=== Work required ===
Continue the biographical passage on McNair below, picking up after its final sentence.

=== Excerpted passage ===

☆ ☆ ☆ ☆ ☆ ☆ ☆

McNair remained in the RCAF after the war. Upon graduating from the Empire Flying Training School, he was posted to RAF Fakenham, Norfolk, to fly Gloster Meteor and de Havilland Vampire jet fighters. He later served as Air Advisor and Attaché of the Military Mission at the Canadian Embassy in Tokyo, Japan.

For his contributions in the Korean War "as Royal Canadian Air Force Liaison Officer to the Far East Air Forces from 27 June 1951 to 27 July 1953," the United States government offered to award McNair a Bronze Star Medal, but it was against RCAF policy.

McNair was aboard a Canadair North Star which crashed at Vancouver, British Columbia, Canada, on 30 December 1953. He made sure that all passengers and crew were safely evacuated before leaving himself, despite being soaked in gasoline. For this, he was awarded the Queen's Commendation for Brave Conduct. He suffered spinal injuries and was treated for a year.

McNair was promoted to group captain in 1956 and posted to No. 4 Fighter Wing in CFB Baden-Soellingen. In 1964, he was made Deputy-Commander of NORAD's Duluth sector. He later joined the Canadian Joint Staff office at the High Commission in London.

McNair died of leukemia and was buried in Brookwood Cemetery, Surrey, England.

==Family life==
McNair met Watford-born stenographer Barbara Gwendoline Still (1925–2006) on a blind date in London in 1942; they married in 1944 and had two sons: Bruce and Lawrence Keith NcNair (1949–1998). On her death, she was buried beside her husband in Brookwood Cemetery.

==Honours==
McNair was awarded the Distinguished Flying Cross on 22 May 1942, 27 July 1943 and 22 October 1943.

☆ ☆ ☆ ☆ ☆ ☆ ☆

=== Study material ===
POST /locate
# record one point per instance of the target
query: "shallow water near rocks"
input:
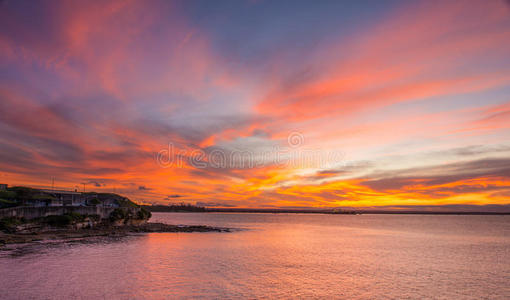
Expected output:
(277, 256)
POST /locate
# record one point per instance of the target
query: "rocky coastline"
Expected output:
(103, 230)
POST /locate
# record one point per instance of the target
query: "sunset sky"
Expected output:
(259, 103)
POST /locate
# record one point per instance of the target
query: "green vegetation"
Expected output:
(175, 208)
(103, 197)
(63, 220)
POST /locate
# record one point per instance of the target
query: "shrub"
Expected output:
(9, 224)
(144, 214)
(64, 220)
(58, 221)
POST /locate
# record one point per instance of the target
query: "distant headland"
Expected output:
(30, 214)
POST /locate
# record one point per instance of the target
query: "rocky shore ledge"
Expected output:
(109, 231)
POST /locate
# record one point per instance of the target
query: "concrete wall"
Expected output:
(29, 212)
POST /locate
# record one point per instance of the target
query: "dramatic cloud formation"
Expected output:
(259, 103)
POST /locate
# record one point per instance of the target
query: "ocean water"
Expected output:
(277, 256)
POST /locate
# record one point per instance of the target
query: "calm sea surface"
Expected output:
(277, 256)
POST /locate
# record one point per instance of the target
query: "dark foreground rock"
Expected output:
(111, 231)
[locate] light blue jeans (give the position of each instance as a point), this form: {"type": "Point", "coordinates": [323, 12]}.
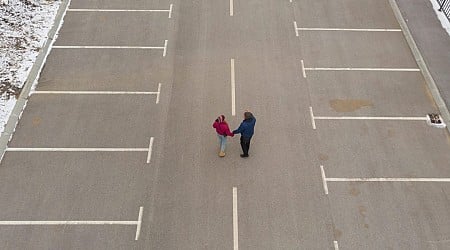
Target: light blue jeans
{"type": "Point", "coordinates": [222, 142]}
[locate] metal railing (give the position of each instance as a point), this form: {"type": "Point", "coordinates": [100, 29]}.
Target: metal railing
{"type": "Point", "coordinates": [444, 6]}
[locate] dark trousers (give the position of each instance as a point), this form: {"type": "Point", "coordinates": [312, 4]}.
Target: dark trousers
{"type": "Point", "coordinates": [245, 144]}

☆ ☆ ☆ ☆ ☆ ☆ ☆

=== Reply to the exercise ===
In April 1944, Acting Wing Commander McNair was awarded the Distinguished Service Order.

The French government awarded him the Croix de Guerre with Palm and made him a Chevalier of the Legion of Honour, both in September 1947.

As noted in the previous section, he received the Queen's Commendation for Brave Conduct in August 1954.

In 1990, he was inducted into Canada's Aviation Hall of Fame.

===Citations===
====Distinguished Flying Cross====
Pilot Officer Robert Wendell MCNAIR (Can/J.4745), Royal Canadian Air Force, No. 249 Squadron.

This officer is a skilful and courageous pilot. He invariably presses home his attacks with the greatest determination irrespective of the odds. He has destroyed at least 5 and damaged 7 enemy aircraft; 4 of these he damaged in 1 combat.

====Bar to Distinguished Flying Cross====
Acting Squadron Leader Robert Wendell MCNAIR (Can/J.4745), Royal Canadian Air Force, No. 421 (R.C.A.F) Squadron.

This officer is a skilful and determined fighter, whose record of achievement and personal example are worthy of high praise. Squadron Leader McNair has destroyed 10 hostile aircraft (5 of them whilst serving in the Middle East) and damaged a number of others.

====Second bar to Distinguished Flying Cross====
Squadron Leader Robert Wendell MCNAIR (Can/J.4745), Royal Canadian Air Force, No. 421 (R.C.A.F) Squadron.

Squadron Leader McNair is a tenacious and confident fighter, whose outstanding ability has proved an inspiration to the squadron he commands. He has completed a large number of sorties and has destroyed 15 and damaged many other enemy aircraft. His keenness has been outstanding.